If the securities are automatically called, they will cease to be outstanding on the related call settlement date and you will have no further rights under the securities after the call settlement date. You will not receive any notice from us if the securities are automatically called.

Call Date: July 8, 2026, subject to postponement.
Call Premium: 20.60% of the face amount, or $206.00 per $1,000 face amount of the securities.
Call Settlement
Date:
Three business days after the call date (as the call date may be postponed pursuant to “—Market Disruption Events and Postponement Provisions” below, if applicable).
Maturity Payment
Amount:

If the securities are not automatically called on the call date, then on the stated maturity date, you will be entitled to receive a cash payment per security in U.S. dollars equal to the maturity payment amount. The “maturity payment amount” per security will equal:

 

•    if the ending value is greater than the starting value:

 

$1,000 + ($1,000 × underlier return × upside participation rate)

 

•    if the ending value is less than or equal to the starting value, but greater than or equal to the threshold value: $1,000; or

 

•    if the ending value is less than the threshold value:

 

$1,000 + ($1,000 × underlier return)

 

If the securities are not automatically called, and the ending value is less than the threshold value, you will have full downside exposure to the decrease in the value of the Underlier from the starting value and will lose more than 35%, and possibly all, of the face amount of your securities at maturity.

Stated Maturity

Date:

July 7, 2028, subject to postponement. The securities are not subject to repayment at the option of any holder of the securities prior to the stated maturity date.
Starting Value: $157.25, the closing value of the Underlier on the pricing date.
Closing Value: Closing value has the meaning assigned to “stock closing price” set forth under “General Terms of the Securities—Certain Terms for Securities Linked to an Underlying Stock—Certain Definitions” in the accompanying product supplement. The closing value of the Underlier is subject to adjustment through the adjustment factor as described in the accompanying product supplement.
Ending Value: The “ending value” will be the closing value of the Underlier on the final calculation day.
Threshold Value: $102.2125, which is equal to 65% of the starting value.

 

 PRS-2 

Market Linked Securities—Auto-Callable with Leveraged Upside Participation and Contingent Downside

 Principal at Risk Securities Linked to the Common Stock of NVIDIA Corporation due July 7, 2028

 

Upside
Participation Rate:
150%.
Underlier Return:

The “underlier return” is the percentage change from the starting value to the ending value, measured as follows:

ending value – starting value

starting value

Final Calculation
Day:
July 3, 2028, subject to postponement.
Market Disruption
Events and
Postponement
Provisions:

The call date and the final calculation day are subject to postponement due to non-trading days and the occurrence of a market disruption event. In addition, the stated maturity date will be postponed if the final calculation day is postponed and will be adjusted for non-business days.

 

For more information regarding adjustments to the call date, the final calculation day, the call settlement date, and the stated maturity date, see “General Terms of the Securities—Consequences of a Market Disruption Event; Postponement of a Calculation Day—Securities Linked to a Single Market Measure” and “—Payment Dates” in the accompanying product supplement. For purposes of the accompanying product supplement, each of the call date and the final calculation day is a “calculation day,” and the call settlement date and the stated maturity date is a “payment date.” In addition, for information regarding the circumstances that may result in a market disruption event, see “General Terms of the Securities—Certain Terms for Securities Linked to an Underlying Stock—Market Disruption Events” in the accompanying product supplement.

———

PROBLEM TO WORK ON =
Answer from the NVIDIA-linked securities terms:
1. What is the call premium per $1,000 face amount?
2. What is the threshold value?
3. On what date is the final calculation day set?

DATA ENTRIES =
———

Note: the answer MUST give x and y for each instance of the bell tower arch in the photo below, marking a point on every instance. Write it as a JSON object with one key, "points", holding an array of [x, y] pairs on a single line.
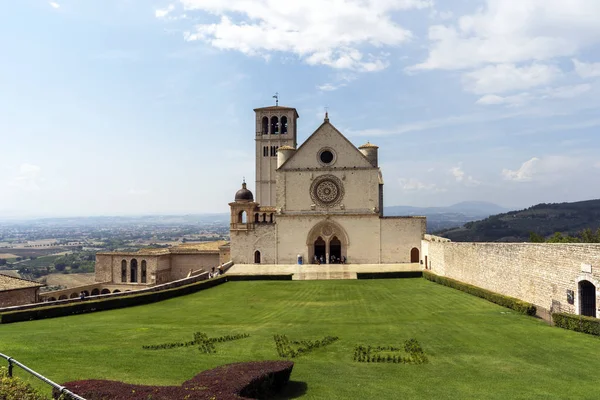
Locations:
{"points": [[275, 127]]}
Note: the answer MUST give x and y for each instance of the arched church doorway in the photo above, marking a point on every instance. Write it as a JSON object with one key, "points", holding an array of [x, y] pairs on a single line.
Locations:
{"points": [[257, 257], [587, 299], [335, 247], [414, 255], [133, 274], [320, 249]]}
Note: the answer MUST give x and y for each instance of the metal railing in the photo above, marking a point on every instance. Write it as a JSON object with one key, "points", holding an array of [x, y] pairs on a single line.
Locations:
{"points": [[61, 389]]}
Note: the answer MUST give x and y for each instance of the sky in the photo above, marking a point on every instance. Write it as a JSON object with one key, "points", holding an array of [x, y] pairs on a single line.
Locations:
{"points": [[120, 107]]}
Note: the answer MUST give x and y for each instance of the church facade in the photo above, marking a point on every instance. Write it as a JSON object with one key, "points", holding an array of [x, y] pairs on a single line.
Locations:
{"points": [[322, 201]]}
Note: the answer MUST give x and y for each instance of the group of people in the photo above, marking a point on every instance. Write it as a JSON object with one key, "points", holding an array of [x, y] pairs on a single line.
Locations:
{"points": [[215, 272], [332, 259]]}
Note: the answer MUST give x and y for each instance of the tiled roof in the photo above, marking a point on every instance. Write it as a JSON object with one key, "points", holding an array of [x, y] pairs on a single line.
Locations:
{"points": [[195, 247], [201, 246], [10, 283], [368, 146]]}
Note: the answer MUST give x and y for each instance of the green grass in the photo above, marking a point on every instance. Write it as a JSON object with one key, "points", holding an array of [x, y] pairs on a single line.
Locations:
{"points": [[476, 350]]}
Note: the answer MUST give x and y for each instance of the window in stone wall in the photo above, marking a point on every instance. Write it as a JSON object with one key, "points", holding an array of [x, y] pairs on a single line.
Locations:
{"points": [[123, 271], [143, 278]]}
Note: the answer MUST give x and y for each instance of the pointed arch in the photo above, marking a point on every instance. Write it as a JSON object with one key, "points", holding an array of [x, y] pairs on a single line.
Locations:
{"points": [[587, 298], [144, 272], [257, 257], [124, 271], [329, 225], [265, 125], [274, 125], [133, 267], [414, 255], [242, 217], [327, 231]]}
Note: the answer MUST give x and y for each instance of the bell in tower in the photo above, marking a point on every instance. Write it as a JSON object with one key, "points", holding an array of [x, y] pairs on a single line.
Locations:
{"points": [[275, 127]]}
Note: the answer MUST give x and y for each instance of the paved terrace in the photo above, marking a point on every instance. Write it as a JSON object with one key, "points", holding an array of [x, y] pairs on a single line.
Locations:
{"points": [[323, 271]]}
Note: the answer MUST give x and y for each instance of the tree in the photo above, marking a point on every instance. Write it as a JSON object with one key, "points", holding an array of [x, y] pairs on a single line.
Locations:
{"points": [[60, 266], [589, 236]]}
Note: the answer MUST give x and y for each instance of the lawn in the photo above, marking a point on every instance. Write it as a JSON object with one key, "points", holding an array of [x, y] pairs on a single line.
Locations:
{"points": [[476, 349]]}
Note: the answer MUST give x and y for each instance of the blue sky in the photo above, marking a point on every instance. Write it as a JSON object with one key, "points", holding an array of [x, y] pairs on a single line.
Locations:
{"points": [[132, 107]]}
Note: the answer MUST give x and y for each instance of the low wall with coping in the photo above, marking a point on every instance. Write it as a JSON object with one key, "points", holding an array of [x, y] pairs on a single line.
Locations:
{"points": [[545, 274]]}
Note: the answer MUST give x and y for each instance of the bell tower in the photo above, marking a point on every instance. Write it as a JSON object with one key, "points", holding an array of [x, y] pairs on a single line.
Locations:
{"points": [[275, 127]]}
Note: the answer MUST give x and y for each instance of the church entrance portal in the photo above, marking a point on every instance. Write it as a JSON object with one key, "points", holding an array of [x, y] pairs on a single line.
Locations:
{"points": [[335, 246], [587, 299], [327, 239], [320, 249]]}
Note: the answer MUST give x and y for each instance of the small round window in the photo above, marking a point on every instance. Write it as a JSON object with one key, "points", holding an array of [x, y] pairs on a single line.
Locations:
{"points": [[326, 156]]}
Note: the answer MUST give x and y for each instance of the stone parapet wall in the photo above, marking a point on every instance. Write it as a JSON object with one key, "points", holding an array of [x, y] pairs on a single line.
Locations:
{"points": [[9, 298], [540, 273]]}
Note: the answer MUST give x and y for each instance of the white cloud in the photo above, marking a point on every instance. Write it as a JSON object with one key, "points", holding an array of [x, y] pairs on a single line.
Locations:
{"points": [[561, 92], [586, 70], [335, 33], [567, 92], [514, 100], [341, 80], [329, 87], [508, 77], [163, 12], [28, 178], [460, 176], [524, 173], [458, 173], [549, 169], [512, 32], [138, 192], [412, 184]]}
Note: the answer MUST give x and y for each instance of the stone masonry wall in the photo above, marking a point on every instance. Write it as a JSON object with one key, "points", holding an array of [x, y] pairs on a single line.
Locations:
{"points": [[399, 236], [17, 297], [540, 273], [182, 264]]}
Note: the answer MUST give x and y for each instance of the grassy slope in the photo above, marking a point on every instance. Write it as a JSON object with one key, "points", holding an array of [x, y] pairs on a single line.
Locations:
{"points": [[476, 349]]}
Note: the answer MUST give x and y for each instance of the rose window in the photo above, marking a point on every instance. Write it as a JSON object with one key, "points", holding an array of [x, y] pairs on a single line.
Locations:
{"points": [[327, 190]]}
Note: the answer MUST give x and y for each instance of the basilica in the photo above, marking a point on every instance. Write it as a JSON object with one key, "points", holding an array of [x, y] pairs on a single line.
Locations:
{"points": [[320, 202]]}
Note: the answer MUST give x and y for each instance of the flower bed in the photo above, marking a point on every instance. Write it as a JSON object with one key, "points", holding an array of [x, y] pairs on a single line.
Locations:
{"points": [[249, 380]]}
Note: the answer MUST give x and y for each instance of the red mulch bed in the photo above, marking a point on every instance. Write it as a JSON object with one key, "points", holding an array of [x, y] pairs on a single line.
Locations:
{"points": [[249, 380]]}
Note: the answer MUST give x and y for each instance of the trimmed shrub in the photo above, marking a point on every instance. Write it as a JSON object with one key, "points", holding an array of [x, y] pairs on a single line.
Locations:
{"points": [[577, 323], [15, 389], [87, 306], [206, 344], [234, 278], [414, 354], [506, 301], [287, 348], [389, 275], [248, 380]]}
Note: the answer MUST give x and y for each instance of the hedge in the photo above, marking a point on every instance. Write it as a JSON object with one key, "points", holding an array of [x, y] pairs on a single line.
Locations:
{"points": [[506, 301], [87, 306], [389, 275], [234, 278], [577, 323]]}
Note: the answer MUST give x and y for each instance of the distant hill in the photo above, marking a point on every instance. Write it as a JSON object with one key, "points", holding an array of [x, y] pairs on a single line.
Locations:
{"points": [[543, 219], [456, 215]]}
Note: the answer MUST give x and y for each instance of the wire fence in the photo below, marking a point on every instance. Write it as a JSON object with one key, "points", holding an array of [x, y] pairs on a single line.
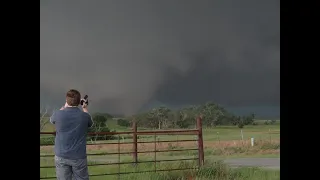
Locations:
{"points": [[150, 147]]}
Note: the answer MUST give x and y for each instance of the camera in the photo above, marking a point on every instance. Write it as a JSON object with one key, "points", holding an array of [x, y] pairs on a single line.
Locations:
{"points": [[84, 100]]}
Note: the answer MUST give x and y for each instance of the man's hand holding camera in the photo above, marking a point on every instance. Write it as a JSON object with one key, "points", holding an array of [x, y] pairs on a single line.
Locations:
{"points": [[83, 102]]}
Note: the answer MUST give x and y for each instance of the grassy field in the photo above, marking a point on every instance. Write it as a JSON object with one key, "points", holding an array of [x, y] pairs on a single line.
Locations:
{"points": [[219, 143]]}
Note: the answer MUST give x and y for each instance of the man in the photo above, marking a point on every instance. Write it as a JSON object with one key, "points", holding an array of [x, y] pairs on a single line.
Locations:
{"points": [[70, 142]]}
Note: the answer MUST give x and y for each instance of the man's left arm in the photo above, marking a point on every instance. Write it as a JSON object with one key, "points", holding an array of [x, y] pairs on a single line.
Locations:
{"points": [[52, 118]]}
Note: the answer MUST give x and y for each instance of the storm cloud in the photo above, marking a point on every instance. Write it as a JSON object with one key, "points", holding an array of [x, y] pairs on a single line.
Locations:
{"points": [[125, 54]]}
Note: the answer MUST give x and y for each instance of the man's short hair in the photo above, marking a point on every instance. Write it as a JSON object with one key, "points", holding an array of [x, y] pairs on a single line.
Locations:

———

RESPONSE TO THE EXERCISE =
1. $206.00
2. $102.2125
3. July 3, 2028